## Alıştırma görevi A:
Aşağıdaki laiklik yazısına göre şu ifadelerin her biri doğru mu? Her biri için evet ya da hayır deyin ve kararı belirleyen sözleri yazıdan aynen alıntılayın. (i) Batı medyasındaki birçok Türkiye tahlili Cumhurbaşkanı Erdoğan'ı Türkiye'yi laik çizgisinden uzaklaştırmakla suçluyor. (ii) Laik kelimesini bir siyasi sistemin başına getirdikten sonra uzun bir savunma yapmak gerekir. (iii) Laikliğin sihirli olması her kapıyı açabilmesinden kaynaklanıyor.

## Metin parçası:

_____

|

Laikliğin “Hakikat Rejimi”ne İtirazlar

Yeni Şafak ve
04:00 - 17/08/2016 Çarşamba
Güncelleme: 21:22 - 16/08/2016 Salı
Yeni Şafak
Gündem
Gündem
Ömer Taşgetiren

YAZAR


Laiklik Türkiye'de ve Batı dünyasında sihirli kelimelerden biri. Sihirli olması her kapıyı açabilme özelliğinden kaynaklanıyor. Laik kelimesini bir sıfat olarak bir siyasi sistemin başına getirdiğinizde o sisteme meşruiyet vermiş oluyorsunuz. Daha da önemlisi bu kavram öyle bir meşruiyete sahip ki sonrasında hiç bir izaha ve savunma yapmanıza gerek te yok. Bir bakıma siyasi bir ideal olduğunda kimsenin şüphesinin olmadığı varsayılıyor. Aynı şey laik olmanın zıddı olarak kullanılan “dini” kelimesi için de geçerli. Bir siyasi sistemde neyin yanlış olduğunu ifade etmeniz için “dini” kelimesini sıfat olarak bu sistemin başına getirmeniz yeterli. Uzun uzadıya bir izahta bulunmanıza gerek yok. Amerika ve Avrupa medyasının Ortadoğu siyasetini yorumlamasında bu çerçevenin kullanıldığını söylemek bile gereksiz. Batı medyasında Türkiye üzerine yapılan birçok tahlil Cumhurbaşkanı Erdoğan'ı Türkiye'yi laik çizgisinden uzaklaştırmakla suçluyor. Türkiye'nin Atatürk tarafından laik bir devlet olarak kurulduğunu ve ordunun da bu laik rejimin koruyucusu olduğunu ifade ediyor. Bütün bu yazılarda laiklik sihirli kelime olma rolünü gayet güzel ifa ediyor ve bu yazıları okuduktan sonra anlıyorsunuz (!) ki Cumhurbaşkanı'nın yaptığı her şey yanlış ve gerekirse ordunun laik devleti kurtarmak için siyasete müdahale etmesi de meşru. Laikliğin bu meşruiyet sağlayıcı rolü dünyadaki propaganda savaşlarında yaygınlıkla kullanılmasını açıklıyor.

_____

[Saklanan kayıtlar]

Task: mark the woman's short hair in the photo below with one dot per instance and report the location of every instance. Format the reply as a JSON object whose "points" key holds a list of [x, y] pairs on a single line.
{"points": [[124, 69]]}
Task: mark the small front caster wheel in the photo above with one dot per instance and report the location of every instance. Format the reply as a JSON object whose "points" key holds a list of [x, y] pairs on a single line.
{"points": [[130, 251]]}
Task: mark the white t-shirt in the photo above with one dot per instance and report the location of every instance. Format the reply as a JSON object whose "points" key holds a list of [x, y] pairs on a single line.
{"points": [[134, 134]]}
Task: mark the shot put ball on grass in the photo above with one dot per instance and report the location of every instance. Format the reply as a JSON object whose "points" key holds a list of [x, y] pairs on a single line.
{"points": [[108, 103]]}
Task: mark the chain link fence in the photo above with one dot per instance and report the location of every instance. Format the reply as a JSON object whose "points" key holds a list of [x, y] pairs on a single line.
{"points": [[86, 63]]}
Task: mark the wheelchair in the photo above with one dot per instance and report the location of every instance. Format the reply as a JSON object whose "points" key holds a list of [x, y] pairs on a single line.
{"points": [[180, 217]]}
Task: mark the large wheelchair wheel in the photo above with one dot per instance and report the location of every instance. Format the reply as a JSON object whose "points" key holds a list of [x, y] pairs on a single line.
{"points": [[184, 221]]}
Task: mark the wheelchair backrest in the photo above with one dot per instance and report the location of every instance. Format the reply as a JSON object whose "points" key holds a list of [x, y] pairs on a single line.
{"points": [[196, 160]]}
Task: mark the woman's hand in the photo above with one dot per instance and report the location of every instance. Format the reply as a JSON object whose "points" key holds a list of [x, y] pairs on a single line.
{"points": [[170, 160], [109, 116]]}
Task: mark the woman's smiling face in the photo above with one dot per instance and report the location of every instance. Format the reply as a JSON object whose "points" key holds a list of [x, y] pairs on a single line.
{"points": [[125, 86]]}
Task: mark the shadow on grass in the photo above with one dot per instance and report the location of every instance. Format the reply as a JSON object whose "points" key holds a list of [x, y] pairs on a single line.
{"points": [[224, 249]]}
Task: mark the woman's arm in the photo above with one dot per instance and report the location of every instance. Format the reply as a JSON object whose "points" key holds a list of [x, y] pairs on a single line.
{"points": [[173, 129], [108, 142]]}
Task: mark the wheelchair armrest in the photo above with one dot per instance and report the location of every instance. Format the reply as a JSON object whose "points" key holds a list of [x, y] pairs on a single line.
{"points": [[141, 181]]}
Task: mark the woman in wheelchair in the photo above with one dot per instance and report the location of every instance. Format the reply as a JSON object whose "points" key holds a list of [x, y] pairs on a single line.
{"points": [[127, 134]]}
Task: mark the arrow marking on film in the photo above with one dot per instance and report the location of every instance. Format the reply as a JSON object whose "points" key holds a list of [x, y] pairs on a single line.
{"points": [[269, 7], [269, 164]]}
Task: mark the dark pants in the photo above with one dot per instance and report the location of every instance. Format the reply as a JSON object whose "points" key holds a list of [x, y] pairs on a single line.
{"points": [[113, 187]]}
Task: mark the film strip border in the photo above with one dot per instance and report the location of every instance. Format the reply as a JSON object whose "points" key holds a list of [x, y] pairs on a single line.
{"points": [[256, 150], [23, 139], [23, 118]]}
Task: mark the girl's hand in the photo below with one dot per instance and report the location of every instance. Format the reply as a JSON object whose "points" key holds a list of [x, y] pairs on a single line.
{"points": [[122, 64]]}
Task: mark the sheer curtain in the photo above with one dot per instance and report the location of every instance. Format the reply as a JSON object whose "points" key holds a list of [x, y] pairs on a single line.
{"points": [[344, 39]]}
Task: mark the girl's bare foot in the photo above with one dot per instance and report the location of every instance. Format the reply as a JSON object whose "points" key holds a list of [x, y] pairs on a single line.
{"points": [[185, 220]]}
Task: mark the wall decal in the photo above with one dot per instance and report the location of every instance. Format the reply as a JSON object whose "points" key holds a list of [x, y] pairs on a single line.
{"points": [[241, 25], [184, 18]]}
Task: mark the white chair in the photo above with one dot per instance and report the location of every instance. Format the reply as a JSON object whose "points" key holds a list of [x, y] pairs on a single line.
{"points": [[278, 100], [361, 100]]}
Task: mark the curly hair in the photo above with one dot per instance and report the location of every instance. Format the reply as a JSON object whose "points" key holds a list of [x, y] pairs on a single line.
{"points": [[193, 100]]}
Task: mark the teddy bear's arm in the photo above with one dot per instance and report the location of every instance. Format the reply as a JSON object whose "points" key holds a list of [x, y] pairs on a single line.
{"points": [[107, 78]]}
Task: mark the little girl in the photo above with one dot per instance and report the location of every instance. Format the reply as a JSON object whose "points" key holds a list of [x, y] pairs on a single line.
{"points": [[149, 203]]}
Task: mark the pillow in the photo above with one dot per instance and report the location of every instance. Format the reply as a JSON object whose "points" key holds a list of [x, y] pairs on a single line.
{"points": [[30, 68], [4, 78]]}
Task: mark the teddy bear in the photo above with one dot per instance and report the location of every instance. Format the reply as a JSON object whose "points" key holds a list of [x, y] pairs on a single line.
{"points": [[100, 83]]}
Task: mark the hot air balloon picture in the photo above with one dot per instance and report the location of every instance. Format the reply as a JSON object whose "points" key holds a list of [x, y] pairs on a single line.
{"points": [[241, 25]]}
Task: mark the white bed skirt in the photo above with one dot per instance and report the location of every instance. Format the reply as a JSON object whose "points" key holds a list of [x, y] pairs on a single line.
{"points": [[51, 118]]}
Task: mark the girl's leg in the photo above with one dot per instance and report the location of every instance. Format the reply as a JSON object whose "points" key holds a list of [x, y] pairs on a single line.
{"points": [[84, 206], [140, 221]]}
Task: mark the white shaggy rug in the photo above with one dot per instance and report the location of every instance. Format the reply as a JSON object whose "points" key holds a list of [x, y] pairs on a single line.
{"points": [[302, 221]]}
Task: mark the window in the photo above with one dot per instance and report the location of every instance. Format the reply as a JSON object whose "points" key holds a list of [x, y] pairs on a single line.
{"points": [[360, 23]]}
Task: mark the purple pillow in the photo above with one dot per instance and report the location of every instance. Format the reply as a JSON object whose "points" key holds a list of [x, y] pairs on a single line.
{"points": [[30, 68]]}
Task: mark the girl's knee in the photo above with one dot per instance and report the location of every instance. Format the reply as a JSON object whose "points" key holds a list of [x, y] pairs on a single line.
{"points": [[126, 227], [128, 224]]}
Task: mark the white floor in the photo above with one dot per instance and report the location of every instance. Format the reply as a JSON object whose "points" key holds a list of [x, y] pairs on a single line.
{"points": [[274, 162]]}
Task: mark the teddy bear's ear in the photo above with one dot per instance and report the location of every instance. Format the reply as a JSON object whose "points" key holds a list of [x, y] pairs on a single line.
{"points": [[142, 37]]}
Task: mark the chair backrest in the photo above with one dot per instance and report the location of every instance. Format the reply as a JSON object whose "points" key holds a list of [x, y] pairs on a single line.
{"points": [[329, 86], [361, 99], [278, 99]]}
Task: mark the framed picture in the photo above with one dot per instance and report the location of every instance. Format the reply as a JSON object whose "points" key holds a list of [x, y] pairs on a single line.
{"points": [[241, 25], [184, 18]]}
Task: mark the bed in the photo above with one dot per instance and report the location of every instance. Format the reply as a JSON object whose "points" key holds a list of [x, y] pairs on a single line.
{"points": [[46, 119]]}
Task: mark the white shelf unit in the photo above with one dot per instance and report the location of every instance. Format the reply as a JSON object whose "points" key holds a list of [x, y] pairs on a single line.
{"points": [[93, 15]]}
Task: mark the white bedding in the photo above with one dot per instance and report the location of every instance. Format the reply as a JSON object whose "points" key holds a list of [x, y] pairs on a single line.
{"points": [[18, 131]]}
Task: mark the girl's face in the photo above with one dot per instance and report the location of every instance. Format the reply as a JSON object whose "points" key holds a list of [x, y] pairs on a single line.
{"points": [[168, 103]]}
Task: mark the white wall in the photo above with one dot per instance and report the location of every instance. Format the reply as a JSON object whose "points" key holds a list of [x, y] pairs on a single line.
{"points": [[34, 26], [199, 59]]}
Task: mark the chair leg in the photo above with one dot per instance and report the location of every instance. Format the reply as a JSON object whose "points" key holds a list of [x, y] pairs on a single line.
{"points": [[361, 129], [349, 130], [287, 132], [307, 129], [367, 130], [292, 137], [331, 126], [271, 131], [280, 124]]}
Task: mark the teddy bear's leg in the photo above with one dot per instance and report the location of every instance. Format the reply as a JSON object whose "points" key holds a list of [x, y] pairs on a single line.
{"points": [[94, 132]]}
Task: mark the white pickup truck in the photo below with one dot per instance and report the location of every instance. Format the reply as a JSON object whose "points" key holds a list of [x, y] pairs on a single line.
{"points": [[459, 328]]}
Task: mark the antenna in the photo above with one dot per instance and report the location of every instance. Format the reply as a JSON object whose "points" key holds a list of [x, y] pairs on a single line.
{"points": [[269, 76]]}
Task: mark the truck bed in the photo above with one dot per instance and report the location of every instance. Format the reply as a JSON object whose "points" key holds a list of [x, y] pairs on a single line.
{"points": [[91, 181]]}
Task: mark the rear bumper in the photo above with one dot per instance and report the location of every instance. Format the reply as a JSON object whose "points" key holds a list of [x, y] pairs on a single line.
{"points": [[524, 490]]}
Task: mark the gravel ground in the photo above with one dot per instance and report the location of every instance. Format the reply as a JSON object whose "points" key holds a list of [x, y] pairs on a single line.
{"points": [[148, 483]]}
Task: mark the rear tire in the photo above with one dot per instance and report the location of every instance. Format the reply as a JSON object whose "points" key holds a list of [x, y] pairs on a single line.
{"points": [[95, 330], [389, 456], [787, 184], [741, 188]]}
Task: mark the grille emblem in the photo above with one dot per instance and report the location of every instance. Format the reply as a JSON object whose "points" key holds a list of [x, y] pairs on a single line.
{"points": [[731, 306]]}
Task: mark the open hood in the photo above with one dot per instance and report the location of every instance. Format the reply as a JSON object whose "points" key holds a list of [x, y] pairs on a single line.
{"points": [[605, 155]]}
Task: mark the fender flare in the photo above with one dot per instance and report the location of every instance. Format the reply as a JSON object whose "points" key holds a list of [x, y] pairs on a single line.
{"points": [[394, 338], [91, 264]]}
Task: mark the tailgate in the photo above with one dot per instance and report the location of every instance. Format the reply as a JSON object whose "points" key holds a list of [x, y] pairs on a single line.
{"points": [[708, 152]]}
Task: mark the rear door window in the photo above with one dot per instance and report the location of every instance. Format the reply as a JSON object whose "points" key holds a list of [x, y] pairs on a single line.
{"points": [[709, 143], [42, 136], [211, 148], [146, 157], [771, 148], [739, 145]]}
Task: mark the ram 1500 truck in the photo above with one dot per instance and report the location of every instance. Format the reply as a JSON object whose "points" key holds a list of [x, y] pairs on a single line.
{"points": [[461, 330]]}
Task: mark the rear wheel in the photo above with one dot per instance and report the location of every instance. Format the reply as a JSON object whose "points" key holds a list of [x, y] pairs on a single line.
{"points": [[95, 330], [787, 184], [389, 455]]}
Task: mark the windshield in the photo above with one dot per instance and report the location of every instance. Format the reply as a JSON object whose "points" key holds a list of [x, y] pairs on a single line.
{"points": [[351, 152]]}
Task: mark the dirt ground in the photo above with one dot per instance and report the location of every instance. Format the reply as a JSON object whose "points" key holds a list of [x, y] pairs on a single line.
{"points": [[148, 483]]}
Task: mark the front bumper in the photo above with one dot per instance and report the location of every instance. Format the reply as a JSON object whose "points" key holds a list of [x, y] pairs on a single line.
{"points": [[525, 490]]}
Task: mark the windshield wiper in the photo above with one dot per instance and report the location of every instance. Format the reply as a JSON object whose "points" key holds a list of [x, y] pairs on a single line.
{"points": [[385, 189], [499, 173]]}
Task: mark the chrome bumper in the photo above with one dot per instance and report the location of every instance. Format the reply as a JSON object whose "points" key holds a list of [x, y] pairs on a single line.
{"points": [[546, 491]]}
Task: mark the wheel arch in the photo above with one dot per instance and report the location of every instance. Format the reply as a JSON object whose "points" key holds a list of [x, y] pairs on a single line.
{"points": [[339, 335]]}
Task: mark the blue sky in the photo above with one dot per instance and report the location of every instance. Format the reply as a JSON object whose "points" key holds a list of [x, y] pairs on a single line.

_____

## Alıştırma görevi B:
Yukarıdaki satırlardan "face" kelimesini içerenlerin hepsini bulun ve olduğu gibi kopyalayın.

## Doğru cevap A:
(i) Evet: "Batı medyasında Türkiye üzerine yapılan birçok tahlil Cumhurbaşkanı Erdoğan'ı Türkiye'yi laik çizgisinden uzaklaştırmakla suçluyor."
(ii) Hayır: "sonrasında hiç bir izaha ve savunma yapmanıza gerek te yok."
(iii) Evet: "Sihirli olması her kapıyı açabilme özelliğinden kaynaklanıyor."

## Doğru cevap B:
Task: mark the woman's smiling face in the photo above with one dot per instance and report the location of every instance. Format the reply as a JSON object whose "points" key holds a list of [x, y] pairs on a single line.
Task: mark the girl's face in the photo above with one dot per instance and report the location of every instance. Format the reply as a JSON object whose "points" key holds a list of [x, y] pairs on a single line.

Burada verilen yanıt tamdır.